— START Exercise input —

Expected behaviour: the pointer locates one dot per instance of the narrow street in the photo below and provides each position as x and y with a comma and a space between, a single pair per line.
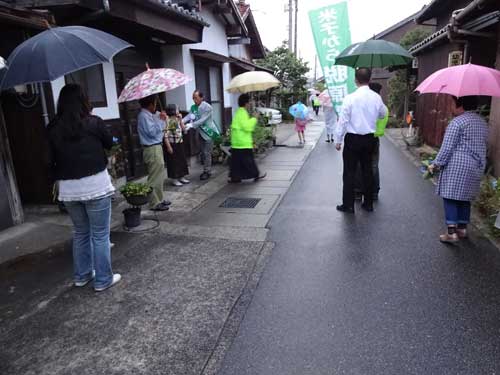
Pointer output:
371, 293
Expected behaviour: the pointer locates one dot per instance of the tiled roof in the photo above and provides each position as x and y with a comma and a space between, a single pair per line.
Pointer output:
430, 39
244, 10
179, 10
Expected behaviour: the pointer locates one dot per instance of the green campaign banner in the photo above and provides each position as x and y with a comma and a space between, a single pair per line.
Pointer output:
332, 34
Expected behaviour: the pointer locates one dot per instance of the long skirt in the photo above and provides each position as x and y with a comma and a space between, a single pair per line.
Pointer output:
243, 166
176, 163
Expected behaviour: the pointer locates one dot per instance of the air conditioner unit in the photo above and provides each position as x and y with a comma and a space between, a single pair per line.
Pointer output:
455, 58
187, 4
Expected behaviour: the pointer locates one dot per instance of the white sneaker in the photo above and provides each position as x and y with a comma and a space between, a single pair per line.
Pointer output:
79, 284
116, 279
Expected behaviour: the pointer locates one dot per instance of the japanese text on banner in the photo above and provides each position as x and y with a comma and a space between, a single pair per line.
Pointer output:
330, 26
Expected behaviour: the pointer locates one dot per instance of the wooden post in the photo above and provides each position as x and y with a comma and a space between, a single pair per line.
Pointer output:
13, 196
290, 25
494, 151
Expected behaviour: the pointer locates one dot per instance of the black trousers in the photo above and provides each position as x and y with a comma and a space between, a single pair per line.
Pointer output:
358, 149
358, 186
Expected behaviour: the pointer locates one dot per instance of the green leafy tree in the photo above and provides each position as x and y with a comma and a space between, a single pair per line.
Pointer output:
291, 71
320, 86
401, 85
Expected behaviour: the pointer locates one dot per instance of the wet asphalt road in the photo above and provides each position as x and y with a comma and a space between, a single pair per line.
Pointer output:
373, 293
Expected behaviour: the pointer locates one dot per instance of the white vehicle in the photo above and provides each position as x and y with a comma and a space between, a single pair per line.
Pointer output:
274, 115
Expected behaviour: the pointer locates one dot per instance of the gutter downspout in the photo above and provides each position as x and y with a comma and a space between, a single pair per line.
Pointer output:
96, 14
464, 42
469, 8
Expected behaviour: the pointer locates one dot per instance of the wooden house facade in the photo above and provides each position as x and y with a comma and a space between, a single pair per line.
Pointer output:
467, 31
149, 26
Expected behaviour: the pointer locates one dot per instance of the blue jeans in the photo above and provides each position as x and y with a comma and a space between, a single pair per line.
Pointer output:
456, 212
91, 251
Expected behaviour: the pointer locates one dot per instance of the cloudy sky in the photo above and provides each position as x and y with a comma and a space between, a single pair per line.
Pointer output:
367, 17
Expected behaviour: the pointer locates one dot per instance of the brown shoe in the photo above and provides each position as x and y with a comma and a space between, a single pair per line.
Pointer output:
462, 233
449, 238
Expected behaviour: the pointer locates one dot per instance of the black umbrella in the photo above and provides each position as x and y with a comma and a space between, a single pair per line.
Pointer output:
59, 51
56, 52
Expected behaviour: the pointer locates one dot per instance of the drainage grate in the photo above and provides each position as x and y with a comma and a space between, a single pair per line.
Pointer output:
240, 203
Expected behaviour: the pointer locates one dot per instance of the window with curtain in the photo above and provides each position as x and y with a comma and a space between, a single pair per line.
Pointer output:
92, 81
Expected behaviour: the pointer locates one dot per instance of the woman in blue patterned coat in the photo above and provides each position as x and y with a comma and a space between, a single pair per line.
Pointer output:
462, 161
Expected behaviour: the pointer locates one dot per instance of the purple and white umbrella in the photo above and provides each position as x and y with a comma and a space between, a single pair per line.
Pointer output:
152, 81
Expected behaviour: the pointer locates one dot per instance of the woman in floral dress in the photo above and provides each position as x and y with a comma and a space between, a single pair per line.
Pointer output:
175, 155
462, 161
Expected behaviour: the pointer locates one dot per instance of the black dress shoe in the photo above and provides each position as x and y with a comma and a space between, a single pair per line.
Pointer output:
160, 207
342, 208
367, 207
262, 176
204, 176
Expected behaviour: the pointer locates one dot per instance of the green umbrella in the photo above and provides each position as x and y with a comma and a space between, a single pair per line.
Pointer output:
374, 54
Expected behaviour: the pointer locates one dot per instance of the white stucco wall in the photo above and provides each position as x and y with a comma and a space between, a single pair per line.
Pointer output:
240, 51
180, 58
112, 111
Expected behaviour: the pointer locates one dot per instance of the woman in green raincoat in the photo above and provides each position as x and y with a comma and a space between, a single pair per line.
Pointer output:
243, 166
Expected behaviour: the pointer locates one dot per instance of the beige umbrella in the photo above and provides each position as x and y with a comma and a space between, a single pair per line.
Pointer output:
252, 81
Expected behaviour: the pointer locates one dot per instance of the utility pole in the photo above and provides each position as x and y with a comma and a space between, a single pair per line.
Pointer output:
315, 67
290, 25
296, 26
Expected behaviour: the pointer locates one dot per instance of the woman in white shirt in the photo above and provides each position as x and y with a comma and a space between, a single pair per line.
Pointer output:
77, 141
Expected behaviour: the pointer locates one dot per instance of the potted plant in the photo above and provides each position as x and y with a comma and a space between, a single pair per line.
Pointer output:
136, 194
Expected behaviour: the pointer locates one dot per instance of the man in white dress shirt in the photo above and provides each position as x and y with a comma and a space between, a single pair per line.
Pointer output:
355, 129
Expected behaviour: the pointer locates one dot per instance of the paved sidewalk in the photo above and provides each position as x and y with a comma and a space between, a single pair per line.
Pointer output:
370, 293
186, 285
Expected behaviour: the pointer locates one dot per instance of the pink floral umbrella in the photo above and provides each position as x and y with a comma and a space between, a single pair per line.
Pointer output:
325, 99
152, 81
463, 80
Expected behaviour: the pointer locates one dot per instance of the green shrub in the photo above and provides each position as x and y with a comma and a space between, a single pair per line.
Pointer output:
132, 189
395, 123
488, 202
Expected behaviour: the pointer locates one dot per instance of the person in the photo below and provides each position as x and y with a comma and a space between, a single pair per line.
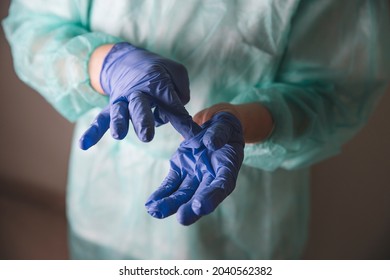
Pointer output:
294, 80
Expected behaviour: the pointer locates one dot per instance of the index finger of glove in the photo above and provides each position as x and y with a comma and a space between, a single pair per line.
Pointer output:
141, 116
97, 129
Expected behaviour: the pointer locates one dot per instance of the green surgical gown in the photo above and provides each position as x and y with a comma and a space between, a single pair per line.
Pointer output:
319, 66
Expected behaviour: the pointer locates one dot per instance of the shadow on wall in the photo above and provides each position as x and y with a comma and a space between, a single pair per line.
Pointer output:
350, 193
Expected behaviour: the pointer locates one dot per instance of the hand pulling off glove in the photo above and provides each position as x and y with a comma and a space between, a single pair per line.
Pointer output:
203, 171
138, 81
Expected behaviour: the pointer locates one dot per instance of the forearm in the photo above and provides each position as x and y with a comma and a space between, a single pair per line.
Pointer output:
255, 119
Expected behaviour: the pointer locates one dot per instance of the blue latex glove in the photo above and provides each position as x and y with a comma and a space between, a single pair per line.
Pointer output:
203, 171
138, 81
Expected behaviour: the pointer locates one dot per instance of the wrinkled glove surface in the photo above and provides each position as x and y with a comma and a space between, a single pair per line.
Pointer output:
203, 171
146, 89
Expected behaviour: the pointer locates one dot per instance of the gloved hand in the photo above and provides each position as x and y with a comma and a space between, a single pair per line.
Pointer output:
138, 81
203, 171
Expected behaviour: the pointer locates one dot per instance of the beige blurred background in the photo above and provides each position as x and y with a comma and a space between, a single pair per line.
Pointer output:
350, 216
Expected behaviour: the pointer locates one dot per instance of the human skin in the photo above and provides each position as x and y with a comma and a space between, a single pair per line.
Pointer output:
255, 118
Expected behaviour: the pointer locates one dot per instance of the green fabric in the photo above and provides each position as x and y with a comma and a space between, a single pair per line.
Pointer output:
319, 66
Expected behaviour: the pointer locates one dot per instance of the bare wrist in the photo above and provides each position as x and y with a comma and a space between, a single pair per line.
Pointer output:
256, 120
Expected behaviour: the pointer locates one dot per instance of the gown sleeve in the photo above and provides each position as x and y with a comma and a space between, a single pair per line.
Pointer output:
51, 44
335, 67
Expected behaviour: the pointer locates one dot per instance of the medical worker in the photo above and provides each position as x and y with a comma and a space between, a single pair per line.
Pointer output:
276, 86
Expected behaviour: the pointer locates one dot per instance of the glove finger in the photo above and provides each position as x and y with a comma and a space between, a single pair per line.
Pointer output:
217, 135
179, 76
119, 124
141, 116
171, 106
96, 131
213, 193
185, 215
159, 118
171, 182
168, 205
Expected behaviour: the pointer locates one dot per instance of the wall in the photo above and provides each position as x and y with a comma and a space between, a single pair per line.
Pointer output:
350, 193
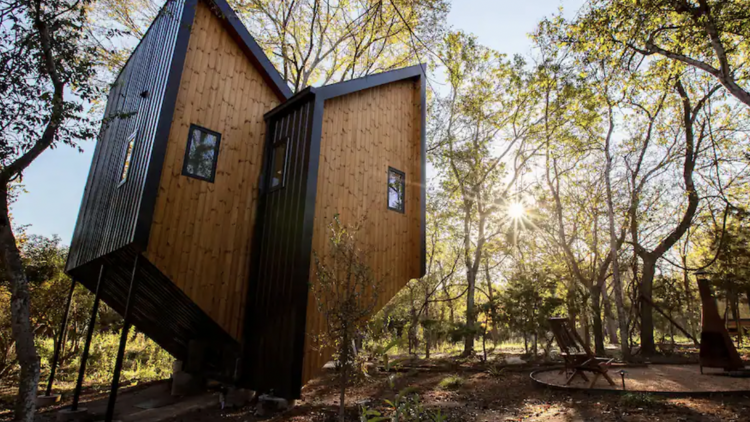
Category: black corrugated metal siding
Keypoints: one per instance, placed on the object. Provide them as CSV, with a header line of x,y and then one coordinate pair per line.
x,y
278,291
161,310
108,214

— END Exercise input —

What to do:
Repeat the rows word for word, starting at the line that contains "Category: black corrugated metal siding" and stopping after the final line of the rows.

Task answer:
Category: black corrugated metal siding
Keypoints: one per instance, placed on the object. Provide them as CSV, with a header line of x,y and then one coordinate pair per line.
x,y
278,291
161,310
108,214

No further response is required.